I think this deserves its own special mention.

Carrefour has listed in today’s Today, 2005 Penfolds Grange at S$820, on sale from U.P. S$890.

Gobsmacked is a word that comes to mind. Or, as we might say down under “tell ‘em they’re dreaming”

Last I heard (and saw), 2005 Grange was selling in Singapore for around the S$520 mark. Wine Exchange Asia certainly had it at that, and maybe they still do. It’s currently on offer in Australia for A$500.

You be the judge, but the BBI doesn’t have a publishable designation for this asking price.

Let us have some wine and women,

mirth and laughter,

Sermons and soda-water

the day after

– Lord Byron

Not much under S$50 here. Sorry! And some arbitrage on Grange.

Just to set the record straight, for this post I reviewed a smattering of wines from Crystal Wines, Epsilon Wines, The Cellar Door, Underground Wines, Wine Direction, and Wine Exchange Asia. If they’re not mentioned here, it means either the wine I selected didn’t make the BBI cut (i.e. not rated well, or not particularly good value) or I couldn’t find a rating on it. Usually the latter. Bastard Box is 100% independent from any distributor or retailer – I buy from most of them (or have), I’ll drink with any of them, but I’ll still judge their prices on comparative value using the same criteria for all.

(By the way, with Xmas coming on there’ll be a fair few offerings of mixed dozens. I’m not a great fan of mixed dozens when they’re already packaged up for you. I’ve always had a sneaking suspicion that the good wines get paid for by the bad ones, and that the mixed dozen is just meant to hide the real pricing from you. Nothing I’ve seen changes my mind on that, but I’m willing to be convinced. It just means you’re unlikely to see a review of a mixed dozen here any time soon.)

Let’s start with the Kiwis:

2007 / Kumeu River / Mates / Auckland / Chardonnay / S$49 from Wine Exchange Asia – Michael Cooper loves this wine and gives it 5 stars. Drinking from now until 2014. Price-wise, I don’t know how WEA do it. This wine retails for NZ$52 – here it is in Singapore at S$49. Don’t “go figure”, do “go get it”!

2007 / Kumeu River / Hunting Hill / Auckland / Chardonnay / S$49 from Wine Exchange Asia – Ditto for everything I said about Mates. Michael Cooper 5 stars, drinking to 2014 and RRP of NZ$45. A comparative bargain.

Now to the Aussies:

2005 / Voyager Estate / Margaret River / Cabernet Merlot / S$52 at Crystal Wines – Oliver 95, Halliday 96 and Decanter 4.5 stars. Unusually, Oliver wants to drink this one earlier by around 2017, but Halliday thinks it will go to 2025. RRP was A$60 so the price here of S$52 is damned good.

Extracted records ->
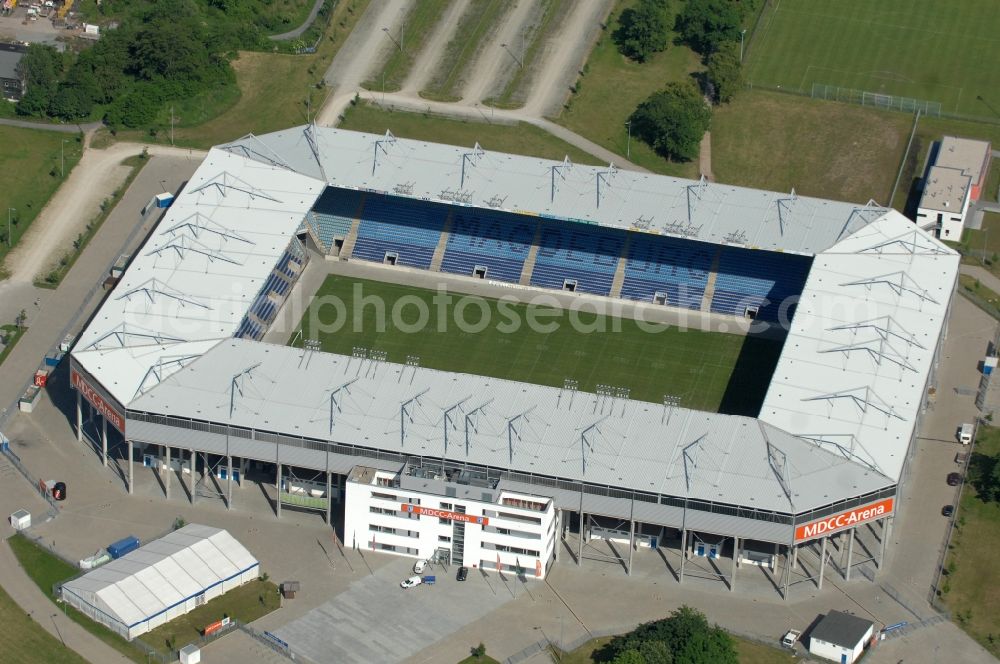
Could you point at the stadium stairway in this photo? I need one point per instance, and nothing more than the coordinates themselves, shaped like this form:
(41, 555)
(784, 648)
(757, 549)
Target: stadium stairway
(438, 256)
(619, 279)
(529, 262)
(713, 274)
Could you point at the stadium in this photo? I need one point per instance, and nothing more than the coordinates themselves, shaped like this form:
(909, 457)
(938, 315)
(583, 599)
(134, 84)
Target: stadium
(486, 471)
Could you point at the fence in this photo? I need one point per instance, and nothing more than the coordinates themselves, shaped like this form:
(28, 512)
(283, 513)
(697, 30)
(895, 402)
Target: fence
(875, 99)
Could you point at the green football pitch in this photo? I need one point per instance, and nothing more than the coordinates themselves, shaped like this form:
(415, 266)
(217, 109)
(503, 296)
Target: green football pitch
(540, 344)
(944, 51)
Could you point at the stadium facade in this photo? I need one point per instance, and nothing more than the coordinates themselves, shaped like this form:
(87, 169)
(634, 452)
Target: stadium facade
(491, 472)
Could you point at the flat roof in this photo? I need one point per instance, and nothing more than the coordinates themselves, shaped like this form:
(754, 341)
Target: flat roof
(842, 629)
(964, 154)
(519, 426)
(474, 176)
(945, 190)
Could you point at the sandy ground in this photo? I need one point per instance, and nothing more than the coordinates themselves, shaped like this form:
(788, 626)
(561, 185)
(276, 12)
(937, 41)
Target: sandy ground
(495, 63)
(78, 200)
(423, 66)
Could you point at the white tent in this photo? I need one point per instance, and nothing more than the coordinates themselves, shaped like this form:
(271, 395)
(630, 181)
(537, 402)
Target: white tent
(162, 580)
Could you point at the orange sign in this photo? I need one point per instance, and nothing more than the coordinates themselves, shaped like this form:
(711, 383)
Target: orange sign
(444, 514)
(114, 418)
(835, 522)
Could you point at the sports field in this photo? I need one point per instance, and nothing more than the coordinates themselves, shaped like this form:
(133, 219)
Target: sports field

Required task ->
Return everything in the wine-pricing post from "Gobsmacked is a" down to "this asking price.", copied word for word. The entries have nothing to do with the wine-pricing post.

The solution ->
Gobsmacked is a word that comes to mind. Or, as we might say down under “tell ‘em they’re dreaming”

Last I heard (and saw), 2005 Grange was selling in Singapore for around the S$520 mark. Wine Exchange Asia certainly had it at that, and maybe they still do. It’s currently on offer in Australia for A$500.

You be the judge, but the BBI doesn’t have a publishable designation for this asking price.